Begin at the line that has "Tight boxes only — no extra padding. Annotate the blonde woman's" and stop after the line that has "[0,325,491,596]". Write out only those lines, swapping "wall" for "backdrop" wherever it occurs and leaving everything else unchanged.
— begin —
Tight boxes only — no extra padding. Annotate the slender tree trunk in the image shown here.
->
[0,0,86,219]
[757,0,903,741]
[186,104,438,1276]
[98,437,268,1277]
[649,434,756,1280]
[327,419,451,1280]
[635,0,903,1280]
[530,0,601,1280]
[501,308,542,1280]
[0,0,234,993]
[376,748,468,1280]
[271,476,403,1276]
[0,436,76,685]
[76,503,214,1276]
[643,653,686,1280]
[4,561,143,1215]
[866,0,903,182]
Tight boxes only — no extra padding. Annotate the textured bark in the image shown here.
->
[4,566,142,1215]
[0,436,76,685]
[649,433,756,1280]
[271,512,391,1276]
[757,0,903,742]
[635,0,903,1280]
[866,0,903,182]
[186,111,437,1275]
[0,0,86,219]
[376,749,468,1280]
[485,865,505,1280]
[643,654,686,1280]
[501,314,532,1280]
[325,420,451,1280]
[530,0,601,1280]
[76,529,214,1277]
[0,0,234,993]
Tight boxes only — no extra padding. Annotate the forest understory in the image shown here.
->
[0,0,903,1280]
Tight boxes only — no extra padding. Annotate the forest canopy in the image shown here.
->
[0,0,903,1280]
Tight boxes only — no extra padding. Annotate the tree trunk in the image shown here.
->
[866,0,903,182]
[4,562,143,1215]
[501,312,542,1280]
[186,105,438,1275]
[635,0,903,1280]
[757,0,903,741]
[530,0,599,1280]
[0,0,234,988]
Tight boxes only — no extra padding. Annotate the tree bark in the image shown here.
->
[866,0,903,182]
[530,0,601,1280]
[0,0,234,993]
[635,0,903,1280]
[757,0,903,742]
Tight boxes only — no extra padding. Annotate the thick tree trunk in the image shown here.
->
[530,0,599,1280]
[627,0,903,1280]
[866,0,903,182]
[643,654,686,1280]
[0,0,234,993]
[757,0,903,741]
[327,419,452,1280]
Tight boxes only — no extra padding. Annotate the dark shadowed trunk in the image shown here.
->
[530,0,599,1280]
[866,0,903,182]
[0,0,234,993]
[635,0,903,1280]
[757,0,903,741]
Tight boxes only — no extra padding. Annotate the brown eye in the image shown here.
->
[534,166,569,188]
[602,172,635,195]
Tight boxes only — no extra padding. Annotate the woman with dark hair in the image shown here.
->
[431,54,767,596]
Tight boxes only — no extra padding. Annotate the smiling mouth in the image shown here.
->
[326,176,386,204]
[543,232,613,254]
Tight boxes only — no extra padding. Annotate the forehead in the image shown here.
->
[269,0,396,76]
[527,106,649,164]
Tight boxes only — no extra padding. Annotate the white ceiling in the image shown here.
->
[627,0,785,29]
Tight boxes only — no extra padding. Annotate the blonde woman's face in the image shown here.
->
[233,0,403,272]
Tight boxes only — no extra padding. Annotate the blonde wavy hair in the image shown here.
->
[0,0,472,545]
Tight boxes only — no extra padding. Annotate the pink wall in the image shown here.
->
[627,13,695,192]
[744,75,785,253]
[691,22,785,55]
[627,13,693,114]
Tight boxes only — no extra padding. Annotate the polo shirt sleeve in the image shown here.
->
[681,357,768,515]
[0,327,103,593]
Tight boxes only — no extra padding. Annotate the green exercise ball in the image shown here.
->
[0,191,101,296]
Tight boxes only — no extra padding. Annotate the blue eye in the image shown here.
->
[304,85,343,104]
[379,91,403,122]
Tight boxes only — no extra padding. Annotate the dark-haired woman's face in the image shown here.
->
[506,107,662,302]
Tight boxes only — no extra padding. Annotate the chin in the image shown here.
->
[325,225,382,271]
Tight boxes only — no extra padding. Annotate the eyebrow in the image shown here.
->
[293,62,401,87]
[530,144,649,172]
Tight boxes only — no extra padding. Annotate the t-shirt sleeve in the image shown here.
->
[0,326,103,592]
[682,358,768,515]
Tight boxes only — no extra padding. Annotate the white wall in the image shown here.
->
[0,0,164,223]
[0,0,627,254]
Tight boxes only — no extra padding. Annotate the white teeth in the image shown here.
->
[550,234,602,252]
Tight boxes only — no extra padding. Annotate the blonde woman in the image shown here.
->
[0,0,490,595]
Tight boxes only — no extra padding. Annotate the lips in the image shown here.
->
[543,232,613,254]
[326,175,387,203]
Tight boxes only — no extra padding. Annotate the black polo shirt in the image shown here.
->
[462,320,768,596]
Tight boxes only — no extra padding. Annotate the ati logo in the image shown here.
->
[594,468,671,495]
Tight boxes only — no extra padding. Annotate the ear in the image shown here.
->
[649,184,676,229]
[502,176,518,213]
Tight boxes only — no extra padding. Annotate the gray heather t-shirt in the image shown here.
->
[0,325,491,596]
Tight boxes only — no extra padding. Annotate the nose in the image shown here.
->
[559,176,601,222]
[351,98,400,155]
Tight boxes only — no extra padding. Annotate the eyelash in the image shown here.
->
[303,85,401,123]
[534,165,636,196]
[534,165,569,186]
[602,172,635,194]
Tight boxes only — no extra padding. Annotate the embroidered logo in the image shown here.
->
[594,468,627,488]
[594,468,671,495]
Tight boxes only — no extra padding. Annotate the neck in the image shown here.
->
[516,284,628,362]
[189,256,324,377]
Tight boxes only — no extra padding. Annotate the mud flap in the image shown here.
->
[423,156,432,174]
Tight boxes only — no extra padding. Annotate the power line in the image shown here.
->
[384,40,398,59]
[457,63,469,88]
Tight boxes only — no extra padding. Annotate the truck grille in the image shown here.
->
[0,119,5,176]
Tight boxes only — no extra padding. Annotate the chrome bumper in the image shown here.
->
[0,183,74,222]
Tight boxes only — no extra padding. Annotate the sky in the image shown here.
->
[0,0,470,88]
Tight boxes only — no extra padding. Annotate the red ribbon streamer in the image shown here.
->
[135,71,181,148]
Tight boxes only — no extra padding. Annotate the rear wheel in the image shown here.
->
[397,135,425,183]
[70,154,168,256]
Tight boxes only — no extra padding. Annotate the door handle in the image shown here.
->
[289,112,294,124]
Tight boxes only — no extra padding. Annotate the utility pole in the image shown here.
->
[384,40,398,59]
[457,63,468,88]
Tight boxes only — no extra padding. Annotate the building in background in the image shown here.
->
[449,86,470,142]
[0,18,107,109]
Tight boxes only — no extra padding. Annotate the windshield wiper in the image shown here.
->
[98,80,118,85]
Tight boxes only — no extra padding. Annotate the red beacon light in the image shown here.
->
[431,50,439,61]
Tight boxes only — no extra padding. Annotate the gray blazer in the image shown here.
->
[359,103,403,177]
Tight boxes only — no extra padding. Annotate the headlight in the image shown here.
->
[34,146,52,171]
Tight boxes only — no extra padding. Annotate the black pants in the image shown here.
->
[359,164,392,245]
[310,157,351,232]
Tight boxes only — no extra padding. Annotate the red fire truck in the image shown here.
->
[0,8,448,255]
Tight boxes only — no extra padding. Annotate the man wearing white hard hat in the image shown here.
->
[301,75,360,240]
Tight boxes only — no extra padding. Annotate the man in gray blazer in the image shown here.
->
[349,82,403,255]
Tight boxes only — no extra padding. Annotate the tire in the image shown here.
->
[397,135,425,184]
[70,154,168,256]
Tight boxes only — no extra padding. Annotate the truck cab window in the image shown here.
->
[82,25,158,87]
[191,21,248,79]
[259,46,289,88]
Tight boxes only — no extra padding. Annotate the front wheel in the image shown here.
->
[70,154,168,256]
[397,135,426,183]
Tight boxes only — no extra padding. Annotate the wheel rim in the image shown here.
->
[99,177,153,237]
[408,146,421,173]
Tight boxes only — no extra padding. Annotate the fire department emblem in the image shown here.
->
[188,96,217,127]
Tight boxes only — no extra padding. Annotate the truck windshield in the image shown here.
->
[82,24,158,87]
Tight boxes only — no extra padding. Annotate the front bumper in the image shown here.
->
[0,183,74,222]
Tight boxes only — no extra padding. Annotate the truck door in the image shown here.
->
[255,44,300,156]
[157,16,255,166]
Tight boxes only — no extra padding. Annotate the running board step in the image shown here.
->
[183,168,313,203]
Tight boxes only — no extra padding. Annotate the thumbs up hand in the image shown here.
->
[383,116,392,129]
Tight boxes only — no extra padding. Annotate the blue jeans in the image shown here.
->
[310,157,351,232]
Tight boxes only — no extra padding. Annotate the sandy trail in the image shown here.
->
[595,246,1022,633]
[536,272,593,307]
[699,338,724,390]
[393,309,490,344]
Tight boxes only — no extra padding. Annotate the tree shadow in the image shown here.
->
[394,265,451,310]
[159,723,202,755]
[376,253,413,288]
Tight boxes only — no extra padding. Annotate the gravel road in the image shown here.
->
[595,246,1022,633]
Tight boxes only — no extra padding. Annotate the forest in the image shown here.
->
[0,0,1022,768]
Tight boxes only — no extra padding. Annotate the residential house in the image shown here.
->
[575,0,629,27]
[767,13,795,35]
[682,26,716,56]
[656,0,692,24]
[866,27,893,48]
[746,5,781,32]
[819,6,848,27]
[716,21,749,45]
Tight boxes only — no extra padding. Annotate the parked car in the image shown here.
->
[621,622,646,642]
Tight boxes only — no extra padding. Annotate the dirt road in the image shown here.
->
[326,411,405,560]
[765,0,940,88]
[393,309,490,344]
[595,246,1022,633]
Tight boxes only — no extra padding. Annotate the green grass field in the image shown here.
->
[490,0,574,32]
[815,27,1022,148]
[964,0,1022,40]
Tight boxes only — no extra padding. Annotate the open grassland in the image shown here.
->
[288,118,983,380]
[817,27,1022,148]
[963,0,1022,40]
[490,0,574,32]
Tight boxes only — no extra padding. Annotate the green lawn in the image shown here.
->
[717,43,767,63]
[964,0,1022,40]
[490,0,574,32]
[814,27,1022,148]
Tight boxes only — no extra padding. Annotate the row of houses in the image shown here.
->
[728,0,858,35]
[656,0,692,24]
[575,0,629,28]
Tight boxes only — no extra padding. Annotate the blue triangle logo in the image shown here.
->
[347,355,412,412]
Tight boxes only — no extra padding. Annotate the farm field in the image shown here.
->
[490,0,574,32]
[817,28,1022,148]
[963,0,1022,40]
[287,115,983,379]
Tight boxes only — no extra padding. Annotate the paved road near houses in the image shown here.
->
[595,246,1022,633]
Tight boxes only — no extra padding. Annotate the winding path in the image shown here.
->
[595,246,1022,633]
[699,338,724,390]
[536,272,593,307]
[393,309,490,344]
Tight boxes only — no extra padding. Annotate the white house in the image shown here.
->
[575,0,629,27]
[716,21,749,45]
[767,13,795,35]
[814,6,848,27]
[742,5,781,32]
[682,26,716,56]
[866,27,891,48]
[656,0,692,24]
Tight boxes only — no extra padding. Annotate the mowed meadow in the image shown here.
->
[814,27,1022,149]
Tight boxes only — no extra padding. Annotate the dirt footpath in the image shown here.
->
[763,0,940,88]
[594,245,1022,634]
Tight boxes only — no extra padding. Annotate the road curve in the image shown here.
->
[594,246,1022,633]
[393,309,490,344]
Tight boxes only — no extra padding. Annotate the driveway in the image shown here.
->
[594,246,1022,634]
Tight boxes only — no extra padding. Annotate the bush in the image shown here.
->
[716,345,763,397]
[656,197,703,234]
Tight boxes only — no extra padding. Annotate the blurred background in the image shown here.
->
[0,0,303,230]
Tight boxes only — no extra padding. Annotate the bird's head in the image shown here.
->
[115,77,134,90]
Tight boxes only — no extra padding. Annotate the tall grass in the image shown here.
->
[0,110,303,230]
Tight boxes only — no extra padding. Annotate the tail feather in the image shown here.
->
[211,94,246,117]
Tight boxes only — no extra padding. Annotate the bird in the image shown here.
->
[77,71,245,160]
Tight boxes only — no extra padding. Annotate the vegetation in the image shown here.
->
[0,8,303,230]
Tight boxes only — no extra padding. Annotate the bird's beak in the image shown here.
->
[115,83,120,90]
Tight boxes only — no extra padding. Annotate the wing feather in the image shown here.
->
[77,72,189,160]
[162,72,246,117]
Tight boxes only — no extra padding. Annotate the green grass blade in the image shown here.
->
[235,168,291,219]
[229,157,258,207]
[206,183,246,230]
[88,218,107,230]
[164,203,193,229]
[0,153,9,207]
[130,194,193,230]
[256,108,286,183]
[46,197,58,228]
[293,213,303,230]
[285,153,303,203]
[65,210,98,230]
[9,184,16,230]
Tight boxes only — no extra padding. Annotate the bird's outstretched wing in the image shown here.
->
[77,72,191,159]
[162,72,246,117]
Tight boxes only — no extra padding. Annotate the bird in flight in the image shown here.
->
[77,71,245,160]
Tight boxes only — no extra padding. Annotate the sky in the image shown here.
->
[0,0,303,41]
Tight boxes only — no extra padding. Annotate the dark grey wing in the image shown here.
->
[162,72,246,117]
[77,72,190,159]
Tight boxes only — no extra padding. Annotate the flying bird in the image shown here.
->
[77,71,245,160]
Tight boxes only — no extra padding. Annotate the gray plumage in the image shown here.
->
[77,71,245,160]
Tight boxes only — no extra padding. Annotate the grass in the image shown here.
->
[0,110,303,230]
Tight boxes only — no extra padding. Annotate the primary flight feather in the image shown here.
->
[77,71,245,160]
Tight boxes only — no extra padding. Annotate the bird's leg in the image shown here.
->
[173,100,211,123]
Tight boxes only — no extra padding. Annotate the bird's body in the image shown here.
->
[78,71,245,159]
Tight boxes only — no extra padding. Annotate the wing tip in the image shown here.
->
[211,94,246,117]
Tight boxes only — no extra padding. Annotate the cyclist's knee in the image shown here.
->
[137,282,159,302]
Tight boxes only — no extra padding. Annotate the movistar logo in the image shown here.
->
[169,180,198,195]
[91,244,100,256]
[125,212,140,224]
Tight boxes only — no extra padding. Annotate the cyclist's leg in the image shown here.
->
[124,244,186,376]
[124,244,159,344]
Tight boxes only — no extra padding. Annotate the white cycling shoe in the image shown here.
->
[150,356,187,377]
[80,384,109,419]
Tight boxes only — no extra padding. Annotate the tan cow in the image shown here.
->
— end —
• [Task response]:
Tight boxes only — no extra padding. Annotate the blonde woman's face in the image shown here.
->
[233,0,403,272]
Tight boxes only — no extra padding. Annotate the blonde wavy hair in the image shown here.
->
[0,0,472,545]
Tight boxes only — no extra padding. Annotate the pink backdrop in the image shown here.
->
[627,13,695,192]
[744,75,785,253]
[691,22,785,55]
[627,13,693,114]
Tight boxes only — no extra padding. Annotate the polo shirt sleeve in the image shown here.
->
[681,357,768,515]
[0,327,103,593]
Tight boxes only — no extra padding. Annotate the green exercise ball in the image shown here.
->
[0,191,101,296]
Tight boxes only — no extra padding. Annotate the blue eye in the image shown here.
->
[304,85,343,104]
[379,91,403,122]
Tight boxes only — no extra padding. Annotate the dark-haired woman's face in the image shown here.
->
[506,107,662,302]
Tight boxes only — no extra padding. Annotate the chin in the image shown here.
->
[325,225,382,271]
Tight boxes only — no extra padding. Annotate the eyebrow in the image shown here.
->
[293,62,401,87]
[530,144,649,172]
Tight boxes only — no extra padding. Annotate the t-shirt sleeve in the image shown here.
->
[0,326,103,592]
[682,358,768,515]
Tight boxes only — no extra padding. Annotate the white backdrop in the image shown here.
->
[0,0,164,223]
[0,0,627,254]
Tight boxes only — no extra padding. Annotate the white teeth in the image shown here.
->
[550,234,602,252]
Tight boxes only — no extra padding. Annotate the blonde woman in the image shown here.
->
[0,0,490,595]
Tight boxes only — no extra padding. Annotate the lips in the image shown here.
->
[543,232,613,254]
[326,175,387,203]
Tight boxes only — no extra padding. Annotate the black polo shirt in the image shown here.
->
[462,320,768,596]
Tight boxes only — no extra padding. Annotate the ati logo in the image shown here.
->
[594,468,671,495]
Tight boxes only — no extra padding. Annotate the ear in the image shown here.
->
[649,184,676,229]
[502,176,518,213]
Tight boxes only — no extra padding. Annotate the gray heather t-shirt in the image shown here.
->
[0,325,491,596]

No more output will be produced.